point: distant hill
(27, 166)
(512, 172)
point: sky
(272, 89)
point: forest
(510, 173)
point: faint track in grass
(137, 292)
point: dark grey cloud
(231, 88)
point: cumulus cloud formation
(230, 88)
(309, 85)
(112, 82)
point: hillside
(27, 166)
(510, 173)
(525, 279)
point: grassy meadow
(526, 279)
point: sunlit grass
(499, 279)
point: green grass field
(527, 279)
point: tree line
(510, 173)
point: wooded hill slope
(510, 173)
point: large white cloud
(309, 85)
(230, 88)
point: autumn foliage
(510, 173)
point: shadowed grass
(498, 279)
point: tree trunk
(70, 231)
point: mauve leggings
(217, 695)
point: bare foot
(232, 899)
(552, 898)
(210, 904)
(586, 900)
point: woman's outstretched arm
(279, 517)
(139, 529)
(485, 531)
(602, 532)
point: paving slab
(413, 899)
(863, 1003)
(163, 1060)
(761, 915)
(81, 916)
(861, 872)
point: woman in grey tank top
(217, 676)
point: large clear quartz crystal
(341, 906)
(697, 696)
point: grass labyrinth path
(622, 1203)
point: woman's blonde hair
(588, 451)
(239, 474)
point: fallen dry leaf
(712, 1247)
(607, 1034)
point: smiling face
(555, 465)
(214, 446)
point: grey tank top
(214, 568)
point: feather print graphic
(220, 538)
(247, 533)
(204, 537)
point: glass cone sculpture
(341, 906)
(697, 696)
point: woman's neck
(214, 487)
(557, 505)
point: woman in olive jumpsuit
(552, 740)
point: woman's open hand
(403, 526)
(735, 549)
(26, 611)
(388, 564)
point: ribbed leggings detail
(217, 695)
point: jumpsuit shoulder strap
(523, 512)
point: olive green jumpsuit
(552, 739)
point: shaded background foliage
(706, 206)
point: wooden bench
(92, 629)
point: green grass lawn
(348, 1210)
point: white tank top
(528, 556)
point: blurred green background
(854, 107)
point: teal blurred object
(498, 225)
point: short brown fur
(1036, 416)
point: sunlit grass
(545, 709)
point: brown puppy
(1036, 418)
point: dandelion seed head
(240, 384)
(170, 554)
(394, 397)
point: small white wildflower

==========

Set out every line of the listing above as a numbered list, skipping any blank lines.

## [Solution]
1. point: distant hill
2. (27, 166)
3. (512, 172)
4. point: sky
5. (272, 89)
6. point: forest
7. (510, 173)
8. point: faint track in grass
9. (137, 292)
10. point: dark grey cloud
11. (231, 88)
12. point: cumulus cloud formation
13. (230, 88)
14. (309, 85)
15. (112, 82)
16. point: hillside
17. (27, 166)
18. (510, 173)
19. (525, 279)
20. point: grassy meadow
21. (526, 279)
22. point: sunlit grass
23. (499, 279)
24. point: green grass field
25. (527, 279)
26. point: tree line
27. (510, 173)
28. point: wooded hill slope
29. (510, 173)
30. point: large white cloud
31. (309, 85)
32. (230, 88)
33. point: autumn foliage
34. (510, 173)
35. point: shadowed grass
36. (498, 279)
37. point: tree trunk
38. (70, 231)
39. point: mauve leggings
40. (217, 695)
41. point: bare foot
42. (232, 899)
43. (552, 898)
44. (210, 904)
45. (586, 900)
46. point: woman's outstretched arm
47. (279, 517)
48. (139, 529)
49. (485, 531)
50. (602, 532)
51. point: paving slab
52. (413, 899)
53. (863, 1003)
54. (163, 1060)
55. (761, 915)
56. (81, 916)
57. (861, 872)
58. point: woman in grey tank top
59. (217, 676)
60. point: large clear quartz crystal
61. (341, 906)
62. (697, 696)
63. point: grass labyrinth path
64. (622, 1203)
65. point: woman's blonde hair
66. (588, 451)
67. (239, 474)
68. point: fallen dry leaf
69. (712, 1247)
70. (607, 1034)
71. point: smiling face
72. (555, 465)
73. (214, 446)
74. point: grey tank top
75. (214, 568)
76. point: feather print graphic
77. (220, 538)
78. (247, 533)
79. (204, 537)
80. point: glass cone sculpture
81. (341, 906)
82. (697, 696)
83. point: woman's neck
84. (214, 487)
85. (557, 505)
86. point: woman in olive jumpsuit
87. (552, 740)
88. point: woman's open hand
89. (403, 526)
90. (735, 549)
91. (26, 611)
92. (388, 564)
93. point: ribbed leggings detail
94. (217, 695)
95. point: jumpsuit shoulder strap
96. (523, 512)
97. point: olive green jumpsuit
98. (552, 739)
99. point: shaded background foliage
100. (706, 206)
101. point: wooden bench
102. (92, 629)
103. point: green grass lawn
104. (348, 1210)
105. point: white tank top
106. (528, 556)
107. point: blurred green background
108. (854, 107)
109. point: teal blurred object
110. (498, 225)
111. point: short brown fur
112. (1036, 416)
113. point: sunlit grass
114. (545, 709)
115. point: brown puppy
116. (1036, 418)
117. point: dandelion seed head
118. (240, 384)
119. (170, 554)
120. (394, 397)
121. point: small white wildflower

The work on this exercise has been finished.